━━ Text provided

NVDIMM in devdax mode and SELinux (was: Two questions about NVDIMM devices)

Daniel P. Berrangé berrange at redhat.com
Thu Jul 9 10:04:33 UTC 2020


On Thu, Jul 09, 2020 at 11:53:19AM +0200, Milan Zamazal wrote:
> Milan Zamazal <mzamazal at redhat.com> writes:
> 
> > Daniel P. Berrangé <berrange at redhat.com> writes:
> >
> >> On Thu, Jul 02, 2020 at 01:21:15PM +0200, Milan Zamazal wrote:
> >>> The second problem is that a VM fails to start with a backing NVDIMM in
> >>> devdax mode due to SELinux preventing access to the /dev/dax* device (it
> >>> doesn't happen with any other NVDIMM modes).  Who should be responsible
> >>> for handling the SELinux label appropriately in that case?  libvirt, the
> >>> system administrator, anybody else?  Using <seclabel> in NVDIMM's source
> >>> doesn't seem to be accepted by the domain XML schema.
> >>
> >> The expectation is that out of the box SELinux will "just work". So
> >> anything that is broken is a bug in either libvirt or selinux policy.
> >>
> >> There is no expectation/requirement to use <seclabel> unless you want
> >> to setup non-default behaviour which isn't the case here.
> >>
> >> IOW this sounds like a genuine bug.
> >
> > OK, I'll try to find out what and where is the problem exactly.
> 
> The problem apparently is that /dev/dax* is a character device rather
> than a block device (such as /dev/pmem*), which is not expected by
> SELinux policy rules.

━━━━
━━ Given records

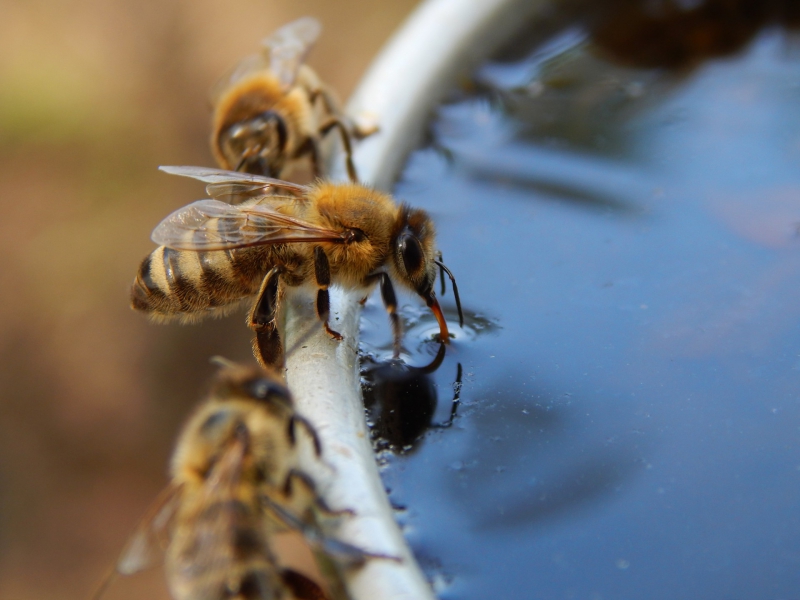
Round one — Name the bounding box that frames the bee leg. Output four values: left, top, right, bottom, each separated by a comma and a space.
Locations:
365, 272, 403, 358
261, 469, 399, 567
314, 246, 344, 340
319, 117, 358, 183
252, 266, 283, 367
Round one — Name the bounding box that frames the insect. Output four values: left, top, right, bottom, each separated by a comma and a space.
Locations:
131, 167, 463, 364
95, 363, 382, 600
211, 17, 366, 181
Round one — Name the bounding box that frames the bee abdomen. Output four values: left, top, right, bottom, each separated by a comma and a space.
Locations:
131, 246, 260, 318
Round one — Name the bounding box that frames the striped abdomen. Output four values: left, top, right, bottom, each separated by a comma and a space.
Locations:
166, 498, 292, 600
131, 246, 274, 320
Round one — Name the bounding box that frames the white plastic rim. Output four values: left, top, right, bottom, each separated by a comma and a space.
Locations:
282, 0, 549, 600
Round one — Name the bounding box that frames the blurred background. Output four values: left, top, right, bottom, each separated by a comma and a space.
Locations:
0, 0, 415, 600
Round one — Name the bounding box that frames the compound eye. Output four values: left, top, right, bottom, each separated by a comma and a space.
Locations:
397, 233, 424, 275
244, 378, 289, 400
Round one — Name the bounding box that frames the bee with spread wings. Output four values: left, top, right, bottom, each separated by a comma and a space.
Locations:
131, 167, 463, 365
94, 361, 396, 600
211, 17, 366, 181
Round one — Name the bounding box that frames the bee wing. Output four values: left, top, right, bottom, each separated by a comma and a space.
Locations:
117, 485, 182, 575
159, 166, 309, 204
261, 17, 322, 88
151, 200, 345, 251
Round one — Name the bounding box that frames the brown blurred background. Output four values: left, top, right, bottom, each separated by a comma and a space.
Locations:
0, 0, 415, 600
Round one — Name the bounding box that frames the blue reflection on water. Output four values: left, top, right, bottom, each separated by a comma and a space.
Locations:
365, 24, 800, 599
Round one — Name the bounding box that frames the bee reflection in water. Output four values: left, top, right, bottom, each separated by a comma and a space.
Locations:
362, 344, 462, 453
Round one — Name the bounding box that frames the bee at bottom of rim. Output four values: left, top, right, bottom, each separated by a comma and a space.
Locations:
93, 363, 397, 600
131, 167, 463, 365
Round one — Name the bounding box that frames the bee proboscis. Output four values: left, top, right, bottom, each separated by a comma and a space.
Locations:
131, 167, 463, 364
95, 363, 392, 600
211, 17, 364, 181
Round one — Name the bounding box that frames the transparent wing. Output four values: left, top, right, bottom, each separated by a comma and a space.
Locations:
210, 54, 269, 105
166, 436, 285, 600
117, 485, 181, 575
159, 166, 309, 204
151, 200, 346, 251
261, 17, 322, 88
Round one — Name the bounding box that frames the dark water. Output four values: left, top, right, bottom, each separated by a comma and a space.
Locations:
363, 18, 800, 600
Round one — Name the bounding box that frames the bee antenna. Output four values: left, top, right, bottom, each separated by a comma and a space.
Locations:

━━━━
━━ Given records

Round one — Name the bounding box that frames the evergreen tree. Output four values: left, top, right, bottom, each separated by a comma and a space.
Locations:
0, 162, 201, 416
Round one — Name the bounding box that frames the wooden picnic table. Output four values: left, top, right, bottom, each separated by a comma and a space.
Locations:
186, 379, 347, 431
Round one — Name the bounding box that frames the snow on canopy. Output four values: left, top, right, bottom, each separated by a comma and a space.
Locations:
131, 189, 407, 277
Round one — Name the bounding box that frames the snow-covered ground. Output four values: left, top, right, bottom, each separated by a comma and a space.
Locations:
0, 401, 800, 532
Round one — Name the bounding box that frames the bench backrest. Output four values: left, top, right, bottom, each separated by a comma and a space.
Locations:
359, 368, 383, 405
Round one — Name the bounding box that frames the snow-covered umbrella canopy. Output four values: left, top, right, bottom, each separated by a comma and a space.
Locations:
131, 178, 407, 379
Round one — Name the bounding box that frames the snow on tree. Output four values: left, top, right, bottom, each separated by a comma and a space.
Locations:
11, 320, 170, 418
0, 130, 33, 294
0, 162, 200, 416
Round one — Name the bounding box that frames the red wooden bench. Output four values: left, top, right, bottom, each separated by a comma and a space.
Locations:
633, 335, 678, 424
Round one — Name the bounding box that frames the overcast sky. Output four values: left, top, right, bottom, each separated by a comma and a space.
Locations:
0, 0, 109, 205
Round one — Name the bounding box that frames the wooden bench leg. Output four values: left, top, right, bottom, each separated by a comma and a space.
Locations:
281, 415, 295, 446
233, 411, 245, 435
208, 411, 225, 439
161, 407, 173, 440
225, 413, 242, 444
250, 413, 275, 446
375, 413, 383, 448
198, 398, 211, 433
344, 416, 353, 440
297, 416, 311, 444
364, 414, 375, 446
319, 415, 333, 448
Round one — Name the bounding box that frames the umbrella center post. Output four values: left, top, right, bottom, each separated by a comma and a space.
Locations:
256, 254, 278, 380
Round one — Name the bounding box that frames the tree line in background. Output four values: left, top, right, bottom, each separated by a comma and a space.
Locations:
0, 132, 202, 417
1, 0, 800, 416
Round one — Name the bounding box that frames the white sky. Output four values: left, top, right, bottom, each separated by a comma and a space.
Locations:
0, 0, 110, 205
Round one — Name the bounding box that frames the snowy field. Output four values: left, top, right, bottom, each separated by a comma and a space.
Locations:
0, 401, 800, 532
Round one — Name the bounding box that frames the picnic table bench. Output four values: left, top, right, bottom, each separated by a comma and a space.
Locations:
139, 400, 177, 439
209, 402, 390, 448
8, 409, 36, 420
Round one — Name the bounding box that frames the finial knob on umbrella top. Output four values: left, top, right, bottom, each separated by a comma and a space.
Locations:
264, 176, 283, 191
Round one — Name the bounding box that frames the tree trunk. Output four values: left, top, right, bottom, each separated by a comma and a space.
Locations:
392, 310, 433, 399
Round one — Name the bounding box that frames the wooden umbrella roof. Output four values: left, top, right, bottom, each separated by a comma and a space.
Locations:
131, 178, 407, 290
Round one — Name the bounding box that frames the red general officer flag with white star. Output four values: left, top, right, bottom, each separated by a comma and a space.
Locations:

━━━━
━━ Given records

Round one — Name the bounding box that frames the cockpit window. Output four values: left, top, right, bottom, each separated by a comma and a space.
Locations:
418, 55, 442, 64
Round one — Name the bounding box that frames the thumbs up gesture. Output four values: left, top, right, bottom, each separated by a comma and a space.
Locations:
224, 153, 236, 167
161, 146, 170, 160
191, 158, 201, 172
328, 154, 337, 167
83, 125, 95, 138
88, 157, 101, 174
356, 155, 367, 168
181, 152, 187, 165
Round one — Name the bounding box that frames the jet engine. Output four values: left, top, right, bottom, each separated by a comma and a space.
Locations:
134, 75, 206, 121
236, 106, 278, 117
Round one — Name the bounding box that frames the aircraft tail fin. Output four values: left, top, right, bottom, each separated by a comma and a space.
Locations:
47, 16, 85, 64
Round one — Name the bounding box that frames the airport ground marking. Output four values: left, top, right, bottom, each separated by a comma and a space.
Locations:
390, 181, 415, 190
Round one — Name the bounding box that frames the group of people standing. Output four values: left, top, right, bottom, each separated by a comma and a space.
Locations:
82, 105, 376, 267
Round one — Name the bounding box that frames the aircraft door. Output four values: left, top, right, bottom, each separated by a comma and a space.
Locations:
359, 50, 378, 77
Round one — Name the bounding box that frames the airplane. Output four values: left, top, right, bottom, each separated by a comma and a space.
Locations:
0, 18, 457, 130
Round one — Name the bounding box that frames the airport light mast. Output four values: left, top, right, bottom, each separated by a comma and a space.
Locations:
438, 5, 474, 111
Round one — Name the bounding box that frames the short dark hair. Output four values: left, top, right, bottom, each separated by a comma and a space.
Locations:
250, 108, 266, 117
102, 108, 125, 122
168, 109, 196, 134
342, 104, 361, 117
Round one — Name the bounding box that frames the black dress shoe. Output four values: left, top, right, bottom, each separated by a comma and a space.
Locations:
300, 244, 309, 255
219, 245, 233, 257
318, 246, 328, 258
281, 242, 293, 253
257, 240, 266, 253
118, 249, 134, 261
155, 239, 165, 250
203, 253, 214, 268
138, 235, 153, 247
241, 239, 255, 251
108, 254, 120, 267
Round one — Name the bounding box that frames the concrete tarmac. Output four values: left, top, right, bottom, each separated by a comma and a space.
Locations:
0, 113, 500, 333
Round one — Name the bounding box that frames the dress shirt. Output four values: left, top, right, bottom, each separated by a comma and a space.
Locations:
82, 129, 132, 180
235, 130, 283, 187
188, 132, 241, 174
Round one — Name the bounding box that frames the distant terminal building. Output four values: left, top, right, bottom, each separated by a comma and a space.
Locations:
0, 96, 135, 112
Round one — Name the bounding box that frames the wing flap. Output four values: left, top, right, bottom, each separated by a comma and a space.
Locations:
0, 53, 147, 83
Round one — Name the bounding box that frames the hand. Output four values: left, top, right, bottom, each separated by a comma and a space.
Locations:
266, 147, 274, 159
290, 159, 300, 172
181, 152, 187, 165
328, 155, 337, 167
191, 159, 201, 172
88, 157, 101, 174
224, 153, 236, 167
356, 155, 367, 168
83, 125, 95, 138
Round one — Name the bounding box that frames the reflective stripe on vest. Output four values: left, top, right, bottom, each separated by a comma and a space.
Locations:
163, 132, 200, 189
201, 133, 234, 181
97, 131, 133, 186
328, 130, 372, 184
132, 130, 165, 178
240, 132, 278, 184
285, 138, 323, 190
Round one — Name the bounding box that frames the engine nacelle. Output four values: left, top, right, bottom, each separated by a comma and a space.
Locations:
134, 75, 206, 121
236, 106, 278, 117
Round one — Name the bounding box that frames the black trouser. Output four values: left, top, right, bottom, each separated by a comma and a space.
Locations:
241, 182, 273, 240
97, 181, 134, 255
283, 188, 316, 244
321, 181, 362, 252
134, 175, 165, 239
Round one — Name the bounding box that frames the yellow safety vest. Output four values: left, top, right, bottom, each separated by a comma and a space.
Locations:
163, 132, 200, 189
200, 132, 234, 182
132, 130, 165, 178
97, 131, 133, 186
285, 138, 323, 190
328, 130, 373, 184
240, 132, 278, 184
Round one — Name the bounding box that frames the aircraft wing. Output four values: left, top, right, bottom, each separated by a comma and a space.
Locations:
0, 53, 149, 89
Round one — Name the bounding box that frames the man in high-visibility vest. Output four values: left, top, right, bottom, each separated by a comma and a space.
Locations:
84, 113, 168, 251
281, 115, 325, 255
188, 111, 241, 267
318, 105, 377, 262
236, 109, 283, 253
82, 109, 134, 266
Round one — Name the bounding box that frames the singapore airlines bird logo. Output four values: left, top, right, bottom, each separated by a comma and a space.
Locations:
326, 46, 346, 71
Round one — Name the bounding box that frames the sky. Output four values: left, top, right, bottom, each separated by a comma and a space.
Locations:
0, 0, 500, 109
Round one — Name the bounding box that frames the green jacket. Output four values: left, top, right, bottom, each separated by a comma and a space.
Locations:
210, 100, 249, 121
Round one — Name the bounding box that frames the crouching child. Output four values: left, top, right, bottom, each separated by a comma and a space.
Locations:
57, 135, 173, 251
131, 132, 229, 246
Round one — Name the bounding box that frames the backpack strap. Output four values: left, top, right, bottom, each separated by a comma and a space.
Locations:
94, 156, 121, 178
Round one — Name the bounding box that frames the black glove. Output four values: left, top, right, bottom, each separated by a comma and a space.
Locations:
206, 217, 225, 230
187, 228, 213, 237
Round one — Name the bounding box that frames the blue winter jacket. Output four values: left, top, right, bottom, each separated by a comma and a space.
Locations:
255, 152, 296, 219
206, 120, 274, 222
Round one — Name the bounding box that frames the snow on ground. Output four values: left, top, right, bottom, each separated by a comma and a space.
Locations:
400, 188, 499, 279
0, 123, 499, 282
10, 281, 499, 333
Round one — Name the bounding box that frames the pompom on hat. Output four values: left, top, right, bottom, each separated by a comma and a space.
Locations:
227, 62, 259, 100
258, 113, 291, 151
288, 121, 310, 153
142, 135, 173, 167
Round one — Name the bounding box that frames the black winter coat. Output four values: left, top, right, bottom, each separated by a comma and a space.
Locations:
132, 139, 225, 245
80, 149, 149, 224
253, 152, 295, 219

━━━━

Work instructions:
A) Please reproduce the stretch of the NVDIMM message from "On Thu, Jul 09, 2020" through "domain XML schema.".
B) In the rows, replace "Locations" with "Boxes" in the stretch from the line containing "the bee leg." through the line containing "252, 266, 283, 367". Return only those lines, with nothing else changed.

Answers for the tasks:
A)
On Thu, Jul 09, 2020 at 11:53:19AM +0200, Milan Zamazal wrote:
> Milan Zamazal <mzamazal at redhat.com> writes:
> 
> > Daniel P. Berrangé <berrange at redhat.com> writes:
> >
> >> On Thu, Jul 02, 2020 at 01:21:15PM +0200, Milan Zamazal wrote:
> >>> The second problem is that a VM fails to start with a backing NVDIMM in
> >>> devdax mode due to SELinux preventing access to the /dev/dax* device (it
> >>> doesn't happen with any other NVDIMM modes).  Who should be responsible
> >>> for handling the SELinux label appropriately in that case?  libvirt, the
> >>> system administrator, anybody else?  Using <seclabel> in NVDIMM's source
> >>> doesn't seem to be accepted by the domain XML schema.

B)
Round one — Name the bounding box that frames the bee leg. Output four values: left, top, right, bottom, each separated by a comma and a space.
Boxes:
365, 272, 403, 358
261, 469, 399, 567
314, 246, 344, 340
319, 117, 358, 183
252, 266, 283, 367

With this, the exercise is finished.